*TASK INSTRUCTIONS*:
Please set down every line of the records below exactly, without the pictures.

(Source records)

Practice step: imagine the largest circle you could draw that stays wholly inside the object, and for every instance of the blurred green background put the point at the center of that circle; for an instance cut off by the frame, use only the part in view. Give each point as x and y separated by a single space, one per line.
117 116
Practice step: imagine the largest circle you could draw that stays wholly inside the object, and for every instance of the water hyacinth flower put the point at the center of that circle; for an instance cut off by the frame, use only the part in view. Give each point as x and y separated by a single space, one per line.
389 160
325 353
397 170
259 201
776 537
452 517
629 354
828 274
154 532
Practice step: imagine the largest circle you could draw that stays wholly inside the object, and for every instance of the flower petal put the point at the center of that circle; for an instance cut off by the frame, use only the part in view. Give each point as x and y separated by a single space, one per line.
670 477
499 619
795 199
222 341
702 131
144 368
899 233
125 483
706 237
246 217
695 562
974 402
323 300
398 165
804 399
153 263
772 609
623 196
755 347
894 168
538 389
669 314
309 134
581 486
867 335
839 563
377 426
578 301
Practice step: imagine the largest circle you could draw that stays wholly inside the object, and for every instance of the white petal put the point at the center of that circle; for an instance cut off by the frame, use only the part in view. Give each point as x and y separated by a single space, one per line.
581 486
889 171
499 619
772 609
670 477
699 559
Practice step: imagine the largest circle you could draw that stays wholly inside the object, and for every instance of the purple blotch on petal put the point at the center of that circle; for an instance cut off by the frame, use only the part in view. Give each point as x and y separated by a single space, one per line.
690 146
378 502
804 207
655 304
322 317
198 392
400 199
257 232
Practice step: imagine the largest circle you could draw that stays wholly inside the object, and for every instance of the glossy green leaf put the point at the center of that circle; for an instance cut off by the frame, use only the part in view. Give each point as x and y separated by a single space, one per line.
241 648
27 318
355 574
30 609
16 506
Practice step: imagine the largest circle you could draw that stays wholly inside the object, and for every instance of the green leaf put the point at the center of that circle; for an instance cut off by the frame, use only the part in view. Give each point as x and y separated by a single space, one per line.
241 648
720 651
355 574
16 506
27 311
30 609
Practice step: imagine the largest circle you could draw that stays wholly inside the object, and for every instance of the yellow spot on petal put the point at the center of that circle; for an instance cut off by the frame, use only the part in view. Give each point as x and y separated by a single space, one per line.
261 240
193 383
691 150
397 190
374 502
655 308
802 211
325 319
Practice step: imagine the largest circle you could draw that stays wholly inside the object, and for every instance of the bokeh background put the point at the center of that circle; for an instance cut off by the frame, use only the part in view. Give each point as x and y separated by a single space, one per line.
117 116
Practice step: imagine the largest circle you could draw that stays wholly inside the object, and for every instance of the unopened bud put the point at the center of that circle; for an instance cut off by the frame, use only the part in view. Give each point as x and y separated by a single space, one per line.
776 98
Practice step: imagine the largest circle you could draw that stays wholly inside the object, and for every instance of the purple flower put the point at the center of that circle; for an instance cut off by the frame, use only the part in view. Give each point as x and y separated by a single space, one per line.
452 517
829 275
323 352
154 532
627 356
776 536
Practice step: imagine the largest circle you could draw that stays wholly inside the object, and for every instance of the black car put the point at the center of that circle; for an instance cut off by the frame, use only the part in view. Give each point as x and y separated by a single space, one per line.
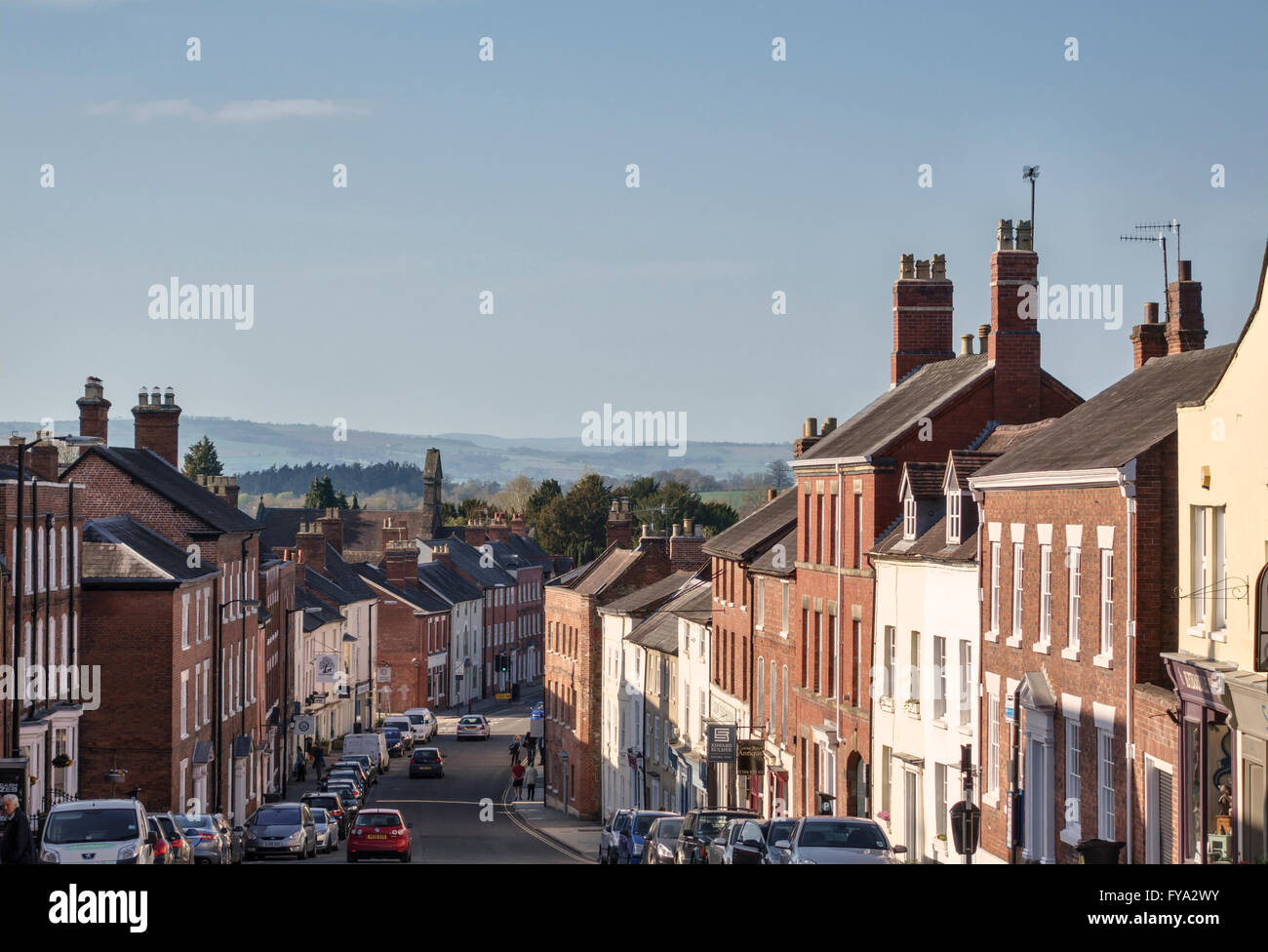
698 829
334 804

*COMPLETED EXERCISE*:
Practice step: imagine the largest circle you could draw that stays wholly inside the object, and for every instance of the blurred green background put the point at the center of that circle; for an instance cut off by the frame, use only the part in view. Give each point as x and y separated by a single space, one per line.
117 116
Practice step: imagine the largest circle you could draw that stays wholly inside the object, and for every instance of the water hyacinth flower put the point at the center of that circle; for an instance cut off by the frame, use only the part in view. Give each point as x and y separated by a single space, one per line.
389 160
325 353
397 170
259 201
776 537
452 517
629 354
828 274
154 532
Practice step: imagine the largest circle you could draw that stays wholly inside the object, and for every instance of the flower petal put the point at the center of that circle; for an instance cut off by the frame, use only the part in view. Give each point as x and y separated by a single space, one per line.
670 477
499 619
795 199
222 341
702 131
144 368
899 233
125 483
706 237
246 217
695 562
974 402
323 300
398 165
804 399
153 263
772 609
623 196
755 347
894 168
538 389
669 314
309 134
581 486
867 335
839 563
377 426
578 301
Practice step: imagine the largest circle you could draw that stays wholly inside the object, and for every instance of the white petal put the point at the center of that circle; for an instance cut off by the frame, use only the part in view. Give each point as x and y separated by a single space, one per line.
581 486
889 171
499 619
772 609
670 477
699 559
Practice step: imagine the largest circle you could draw that stays wholly inside the object, and for every instance of the purple blotch on petal put the point at the center of that circle; for an instance cut off by the frame, use only the part in view. Give each point as x and y separated by a single space, one per line.
690 146
378 502
804 207
655 304
322 317
198 392
400 199
257 232
Practice step: imagine the largest circle you could draw that stays wholly inside the object, and for every instance of the glossy green leaf put the point at the center of that circle; for an instance cut off by the frame, use only the part in view. Give each point as x and y separated by a single space, one per line.
241 648
27 318
355 574
30 609
16 506
Practice step: imagine the largest circle you could draw that stays wholly inside the object, and for every instance of the green leaf put the point at the center of that circle; for an instance cut off by the frame, use only the part in view. Give each point as x and y separated by a single space, one per line.
241 648
720 651
355 574
16 506
27 311
30 609
Practice step: imagine the largest circle you could draw that stays wholly inside the object, and for every instance of the yellow spot on petal put the point at the center of that circle; for an instance cut off by the frame, use only the part in view. Give each point as x and y separated by a single space, one per line.
261 240
193 383
691 150
397 190
374 502
655 308
802 211
325 319
Practice step: imagine the largest circle you could draw that stays wholly inside the object, and for every instance of the bokeh background put the point at the center of that circle; for an instance cut off by the frame, use only the part in view. Give each point as x and y separated by a single space, one per line.
117 116
Practice step: imagine the largest circle you could draw that stays wholly inside the object, and for every instance of the unopened bud put the point at the center of that circle; for an instance cut off by the frame, use only the part in view. Give each point as x and y separated by a single space, one per line.
776 98
Practice step: imagine the largest circle you could draw that stays wholly inside the object, and for every instance of the purple flower put the point at the center of that circle; for an instance cut off by the frame, use only the part in view. Give each point as x and y separated by a single space, one per line.
452 517
829 275
323 352
154 532
627 356
776 536
Practice step: imagine the largest circle you could draw that stays wholly inside the object, and for every instance of the black car put the point at the center of that circle; for an instance cut off by the frame, use only the part in view. Give each point as x and y separated by a single space, one per line.
698 829
334 804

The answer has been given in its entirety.